Au TCE un “Chevalier à la rose” de Richard Strauss… non sans épines
C’était un désir de Véronique Gens d’incarner la Maréchale, un des plus beaux rôles du répertoire. Et c’est évidemment pour elle que le public s’est déplacé en masse pour assister à cette production dans une mise en scène de Krzystof Warlikowski qui avait déjà travaillé avec la cantatrice. Mais comme souvent chanteurs fort bien accueillis et scénographie beaucoup moins. Mais Warlikowski en a l’habitude!
Sophie (Regula Mühlemann) et Octavian (Niamh O’Sullivan): la rencontre © Vincent Pontet
Mettons déjà hors concours le chef hongrois Henrik Nanasi et l’orchestre national de France qui trouvent très vite le climat de volupté, de sensualité où baigne l’orchestre straussien, nouveauté d’ailleurs après les brûlures modernistes de “Salomé” et surtout d’ “Elektra”. On notera parfois un peu de complaisance dans les alanguissements mais comment le reprocher en trois heures de flux musical qui culmine avec la fameuse valse, plus viennoise même, de la part du Bavarois Strauss, que celles innombrables de ses homonymes? Eblouissante de “schlagobers”, cette crème fouettée typique de la capitale autrichienne et dont Strauss fit le sujet d’un ballet portant ce titre-là, mais en 1924, comme pour dire adieu à un empire écroulé sur lequel il fallait, et difficilement, reconstruire plusieurs pays…
“Le chevalier à la rose”, livret d’Hofmannsthal, fut créé à Dresde au début de 1911, 3 ans avant le cataclysme.
* * * *
CONSIGNES:
1. Répondez brièvement à ces questions sur le texte à lire :
(a) Quel chef dirige l'Orchestre national de France ?
(b) Dans quelle ville « Le chevalier à la rose » a-t-il été créé ?
(c) En quelle année Strauss a-t-il consacré un ballet à la crème fouettée viennoise ?
2. Relevez tous les noms de personnes cités dans le texte à lire.

ENTRÉES:
* * * *
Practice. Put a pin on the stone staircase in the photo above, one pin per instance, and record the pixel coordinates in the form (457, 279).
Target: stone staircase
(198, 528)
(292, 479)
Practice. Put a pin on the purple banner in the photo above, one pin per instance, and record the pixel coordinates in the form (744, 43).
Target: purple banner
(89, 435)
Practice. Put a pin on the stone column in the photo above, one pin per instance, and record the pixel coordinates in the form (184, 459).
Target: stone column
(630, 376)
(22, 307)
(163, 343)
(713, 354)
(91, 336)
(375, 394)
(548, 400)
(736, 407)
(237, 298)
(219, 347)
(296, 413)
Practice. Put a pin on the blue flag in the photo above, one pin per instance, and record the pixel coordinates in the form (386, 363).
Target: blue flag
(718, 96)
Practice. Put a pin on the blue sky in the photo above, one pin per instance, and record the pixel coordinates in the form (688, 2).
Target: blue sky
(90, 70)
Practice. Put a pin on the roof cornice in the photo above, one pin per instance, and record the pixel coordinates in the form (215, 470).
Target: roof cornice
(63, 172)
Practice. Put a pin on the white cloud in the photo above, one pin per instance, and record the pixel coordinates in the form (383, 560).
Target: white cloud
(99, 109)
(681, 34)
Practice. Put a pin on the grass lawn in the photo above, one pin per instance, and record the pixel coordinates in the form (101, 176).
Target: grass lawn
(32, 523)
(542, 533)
* * * *
CORRIGÉ:
1.
(a) Le chef hongrois Henrik Nanasi.
(b) À Dresde.
(c) En 1924.

2. Richard Strauss, Véronique Gens, Krzystof Warlikowski, Regula Mühlemann, Niamh O'Sullivan, Vincent Pontet, Henrik Nanasi, Hofmannsthal.